■ TESTO IN ESAME
::::

Toccherà a Juve e Milan sollevare il sipario sulla ripresa del calcio in Italia. Venerdì, l’Allianz Stadium sarà il teatro del ritorno delle semifinali di Coppa Italia, con in palio il tanto ambito biglietto per l’ultimo atto del torneo. Si riparte dall’1-1 dell’andata, quando Cristiano Ronaldo riequilibrò lo svantaggio firmato Rebic. In esclusiva a Juventus News 24, l’ex portiere del Milan Giovanni Galli ha tracciato la marcia di avvicinamento alla partita, tenendo conto dei principali temi che riguardano le due squadre.

Juve-Milan di Coppa Italia segna la ripresa del calcio in Italia dopo lo stop per l’emergenza Coronavirus. Quale importante significato assume questa partita nell’attuale contesto storico?

«Partiamo dal presupposto che si riparte con una partita che ha rappresentato il grande scontro degli ultimi 30 anni. Anche quando giocavo al Milan, la partita contro la Juve è sempre stata molto sentita. Si riparte con una sfida ad altissimo livello: sappiamo bene quello che è successo negli ultimi mesi, per cui riprendere con Juve-Milan e Napoli-Inter è il massimo che potevamo chiedere».

L’1-1 dell’andata rende ancora apertissimo il discorso qualificazione. Chi vede favorita per l’accesso alla finale?

::::

Voci del dataset:
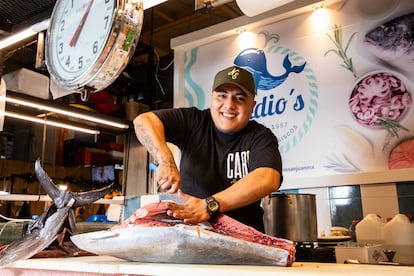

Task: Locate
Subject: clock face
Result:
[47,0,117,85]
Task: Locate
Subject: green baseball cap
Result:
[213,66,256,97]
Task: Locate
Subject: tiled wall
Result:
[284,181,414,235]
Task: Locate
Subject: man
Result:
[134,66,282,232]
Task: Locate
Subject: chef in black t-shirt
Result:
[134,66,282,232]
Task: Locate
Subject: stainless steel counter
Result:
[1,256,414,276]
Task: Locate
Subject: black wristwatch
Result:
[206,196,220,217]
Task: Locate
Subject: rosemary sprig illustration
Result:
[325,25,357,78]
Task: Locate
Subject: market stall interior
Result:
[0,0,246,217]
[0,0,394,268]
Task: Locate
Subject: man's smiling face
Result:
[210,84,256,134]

::::

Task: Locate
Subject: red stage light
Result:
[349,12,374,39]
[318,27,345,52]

::::

■ DOMANDE DA SVOLGERE
1. Ricopia dal testo in esame il passo che comincia con "Juve-Milan di Coppa" e finisce con "l’accesso alla finale?".
2. Rispondi alle domande in base al testo in esame.
(a) In quale stadio si gioca il ritorno della semifinale?
(b) Con quale risultato era finita la partita di andata?
(c) Secondo Galli, quale altra partita segna la ripresa insieme a Juve-Milan?
I dati non hanno alcun legame con il testo.

■ SOLUZIONI PER ESERCIZIO
1.
Juve-Milan di Coppa Italia segna la ripresa del calcio in Italia dopo lo stop per l’emergenza Coronavirus. Quale importante significato assume questa partita nell’attuale contesto storico?

«Partiamo dal presupposto che si riparte con una partita che ha rappresentato il grande scontro degli ultimi 30 anni. Anche quando giocavo al Milan, la partita contro la Juve è sempre stata molto sentita. Si riparte con una sfida ad altissimo livello: sappiamo bene quello che è successo negli ultimi mesi, per cui riprendere con Juve-Milan e Napoli-Inter è il massimo che potevamo chiedere».

L’1-1 dell’andata rende ancora apertissimo il discorso qualificazione. Chi vede favorita per l’accesso alla finale?

2.
(a) All'Allianz Stadium.
(b) 1-1.
(c) Napoli-Inter.